*Extrait choisi*.
Abbé Rémi Thinot

14 DECEMBRE – dimanche –

M. le Curé a parlé admirablement ce matin ; à la messe de 10 heures, A propos de l’Immaculée Conception, il a parlé de la profanation de sa demeure ; Notre-Dame ; il a raconté les bombardements et l’incendie de la cathédrale, là où la Ste Vierge est deux fois chez elle. Il a évoqué le souvenir des coups qui « flagellaient » la Basilique, des « gueules d’enfer » qui crachaient, des monstres qui polluaient la Raison de Dieu… Les détails ; les blessés allemands transportés sur civières, le quartier de cheval apporté à 1 heure et cuit le soir seulement, la poussée des malheureux dans l’escalier de la tour Nord où le moindre mouvement dans l’entassement des membres provoquaient des cris de douleur.

*Lignes extraites*.
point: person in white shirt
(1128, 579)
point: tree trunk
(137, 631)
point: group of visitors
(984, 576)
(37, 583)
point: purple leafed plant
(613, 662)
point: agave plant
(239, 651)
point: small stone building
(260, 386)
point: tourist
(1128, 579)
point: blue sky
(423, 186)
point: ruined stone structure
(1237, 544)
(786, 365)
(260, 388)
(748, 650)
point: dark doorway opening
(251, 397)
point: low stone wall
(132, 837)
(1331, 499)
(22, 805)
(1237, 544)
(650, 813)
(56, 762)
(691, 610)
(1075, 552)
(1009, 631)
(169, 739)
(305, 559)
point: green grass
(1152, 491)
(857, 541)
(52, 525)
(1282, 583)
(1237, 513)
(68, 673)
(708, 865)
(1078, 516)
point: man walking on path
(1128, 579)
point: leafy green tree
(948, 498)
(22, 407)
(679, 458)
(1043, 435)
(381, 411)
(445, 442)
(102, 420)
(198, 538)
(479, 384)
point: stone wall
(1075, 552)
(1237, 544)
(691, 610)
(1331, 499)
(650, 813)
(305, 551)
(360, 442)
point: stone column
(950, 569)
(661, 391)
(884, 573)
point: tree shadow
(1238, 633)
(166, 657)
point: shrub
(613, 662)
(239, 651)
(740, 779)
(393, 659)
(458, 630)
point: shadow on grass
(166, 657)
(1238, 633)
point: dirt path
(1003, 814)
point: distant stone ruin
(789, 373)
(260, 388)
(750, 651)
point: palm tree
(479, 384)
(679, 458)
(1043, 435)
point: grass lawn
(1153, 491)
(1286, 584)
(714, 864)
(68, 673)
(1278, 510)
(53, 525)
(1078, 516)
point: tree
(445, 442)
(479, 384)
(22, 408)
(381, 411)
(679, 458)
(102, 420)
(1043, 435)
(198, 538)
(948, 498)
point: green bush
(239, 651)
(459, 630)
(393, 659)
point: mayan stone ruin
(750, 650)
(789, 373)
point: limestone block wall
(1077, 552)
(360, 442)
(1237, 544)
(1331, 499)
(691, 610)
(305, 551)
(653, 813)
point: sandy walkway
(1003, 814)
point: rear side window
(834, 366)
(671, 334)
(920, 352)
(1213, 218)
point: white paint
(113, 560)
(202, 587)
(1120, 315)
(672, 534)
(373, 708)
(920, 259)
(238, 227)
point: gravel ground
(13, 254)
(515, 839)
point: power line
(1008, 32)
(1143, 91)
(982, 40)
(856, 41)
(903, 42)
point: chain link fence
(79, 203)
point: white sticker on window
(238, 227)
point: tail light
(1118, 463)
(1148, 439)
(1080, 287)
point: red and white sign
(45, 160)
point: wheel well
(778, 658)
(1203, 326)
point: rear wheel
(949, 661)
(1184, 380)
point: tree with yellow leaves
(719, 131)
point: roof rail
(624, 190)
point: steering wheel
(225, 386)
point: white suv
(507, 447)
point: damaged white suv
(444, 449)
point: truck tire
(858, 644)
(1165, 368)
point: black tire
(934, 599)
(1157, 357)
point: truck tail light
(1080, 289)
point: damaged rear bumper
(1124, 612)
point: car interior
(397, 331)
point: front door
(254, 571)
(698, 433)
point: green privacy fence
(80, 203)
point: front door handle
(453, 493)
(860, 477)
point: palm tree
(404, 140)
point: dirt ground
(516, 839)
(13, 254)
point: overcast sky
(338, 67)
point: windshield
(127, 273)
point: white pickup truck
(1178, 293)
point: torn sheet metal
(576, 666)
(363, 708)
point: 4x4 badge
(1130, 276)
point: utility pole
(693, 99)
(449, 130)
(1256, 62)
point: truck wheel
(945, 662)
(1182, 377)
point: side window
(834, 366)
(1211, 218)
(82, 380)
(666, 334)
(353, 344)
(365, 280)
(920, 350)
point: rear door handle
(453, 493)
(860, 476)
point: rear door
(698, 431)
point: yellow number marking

*Consigne de travail*. Reproduisez le passage de l'extrait sur l'incendie de la cathédrale compris entre « 14 DECEMBRE – » et « cris de douleur. », ces deux segments inclus. Les lignes n'ont aucun rôle dans ce travail.

*Réponse attendue*.
14 DECEMBRE – dimanche –

M. le Curé a parlé admirablement ce matin ; à la messe de 10 heures, A propos de l’Immaculée Conception, il a parlé de la profanation de sa demeure ; Notre-Dame ; il a raconté les bombardements et l’incendie de la cathédrale, là où la Ste Vierge est deux fois chez elle. Il a évoqué le souvenir des coups qui « flagellaient » la Basilique, des « gueules d’enfer » qui crachaient, des monstres qui polluaient la Raison de Dieu… Les détails ; les blessés allemands transportés sur civières, le quartier de cheval apporté à 1 heure et cuit le soir seulement, la poussée des malheureux dans l’escalier de la tour Nord où le moindre mouvement dans l’entassement des membres provoquaient des cris de douleur.